● Exercício curto
Dê continuidade ao texto sobre a afetividade na educação, começando logo depois da última frase apresentada.
====== Trecho
O termo latim “affectus” foi introduzido na língua portuguesa no século XIX e sua origem etimológica é o verbo “afficere” que significa “tocar”, “comover” e “agir sobre” — ações de impacto fundamentais para o desenvolvimento humano. Desde então, a afetividade tem ganhado cada vez mais espaço em diferentes nichos, mas especialmente no âmbito educacional, afinal, a escola tem um papel primordial na promoção da aprendizagem de conhecimentos, habilidades e valores para a formação integral do indivíduo. Não foi à toa que Rubem Alves1 disse que “toda experiência de aprendizagem se inicia com uma experiência afetiva”. Mas como o fato afeto afeta? Como afetar afetuosamente?

A afetividade abrange um amplo espectro de fenômenos, incluindo emoções, sentimentos, paixões, desejos, motivações e atitudes que permeiam as relações interpessoais. É uma dimensão primordial da experiência humana, que influencia todos os aspectos de nossa vida, inclusive o processo de ensino. Na educação, a afetividade é um elemento essencial para a promoção da aprendizagem significativa. Quando os alunos se sentem acolhidos, valorizados e apoiados emocionalmente, eles experienciam o processo escolar de forma mais ativa para o desenvolvimento de habilidades, além de criar comportamentos positivos para o crescimento escolar e humano.

Para o psicólogo francês Henri Wallon - um dos pioneiros no estudo do afeto na educação - a afetividade é o centro do ensino, bem como um processo dinâmico, que se desenvolve ao longo da vida, que é influenciado pela genética (desempenha um papel no desenvolvimento das emoções e dos sentimentos), pelo ambiente (as experiências que as pessoas têm na infância e na adolescência podem moldar suas emoções e sentimentos ao longo da vida) e pela educação (ajuda as pessoas a desenvolver habilidades sociais e emocionais, que são essenciais para o bem-estar). De acordo com ele, esse processo é dividido em etapas:

  • Etapa impulsiva (0-2 anos): nesta etapa, a afetividade é baseada nos instintos e nas necessidades básicas. As crianças são motivadas por seus desejos e necessidades imediatos, e suas emoções são frequentemente intensas e imprevisíveis.
  • Etapa emocional (2-6 anos): nesta etapa, a afetividade é baseada nas emoções e nos sentimentos. As crianças começam a desenvolver um vocabulário emocional e a entender as emoções dos outros. Eles também começam a aprender a controlar suas emoções.
  • Etapa pessoal (6-12 anos): nesta etapa, a afetividade é baseada na personalidade e no ego. As crianças começam a desenvolver um senso de identidade e a desenvolver relacionamentos com os outros. Eles também começam a experimentar emoções mais complexas, como amor, ódio e ciúme.
  • Etapa social (12-20 anos): nesta etapa, a afetividade é baseada nas relações sociais. Os adolescentes começam a explorar sua identidade e a desenvolver relacionamentos românticos. Eles também começam a experimentar emoções mais intensas, como paixão e amor.
============
====== Extrato de dados
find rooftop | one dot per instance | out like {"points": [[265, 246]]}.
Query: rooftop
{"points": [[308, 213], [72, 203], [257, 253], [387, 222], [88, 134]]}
============
● Resposta da tarefa
  • Etapa adulta (20 anos em diante): nesta etapa, a afetividade é baseada na experiência e na maturidade. Os adultos desenvolvem um senso de autoconhecimento e de autoaceitação. Eles também aprendem a lidar com emoções complexas e desafiadoras.

Resumidamente, Wallon enfatiza a importância da interação entre a afetividade e a cognição para o desenvolvimento humano. Ele acredita que a afetividade é um aspecto fundamental da cognição e que o desenvolvimento cognitivo é influenciado pelas emoções.

Impossível mencionar os estudos de Henri Wallon sem recorrer a outros dois importantes teóricos do desenvolvimento humano — Erick Erikson2 e David Gallahue3, pois suas pesquisas, embora separadas fisicamente pelo tempo, são linearmente complementares, provocando a interconexão entre afetividade, cognição, motricidade e aspectos sociais.

Erikson enfatiza a importância das relações interpessoais para o desenvolvimento da afetividade. Ele acredita que a afetividade é moldada pelas experiências que o indivíduo tem com os outros, pois está intimamente ligada aos estágios psicossociais do desenvolvimento humano. Em cada estágio, o indivíduo enfrenta um conflito que deve ser resolvido para que o desenvolvimento ocorra de forma saudável. O conflito é resolvido de forma positiva ou negativa, dependendo da qualidade das relações interpessoais do indivíduo.

No estágio da confiança básica versus desconfiança básica (0 a 1 ano), o bebê precisa desenvolver a confiança de que suas necessidades serão atendidas. Isso ocorre por meio da relação com os cuidadores, que devem ser responsivos e sensíveis às necessidades do bebê.

No estágio da autonomia versus vergonha e dúvida (1 a 3 anos), a criança começa a explorar o mundo ao seu redor. Ela precisa desenvolver a autonomia, ou seja, a capacidade de fazer as coisas por si mesma. Isso ocorre através da relação com os cuidadores, que devem permitir que a criança explore o mundo de forma segura e desafiadora.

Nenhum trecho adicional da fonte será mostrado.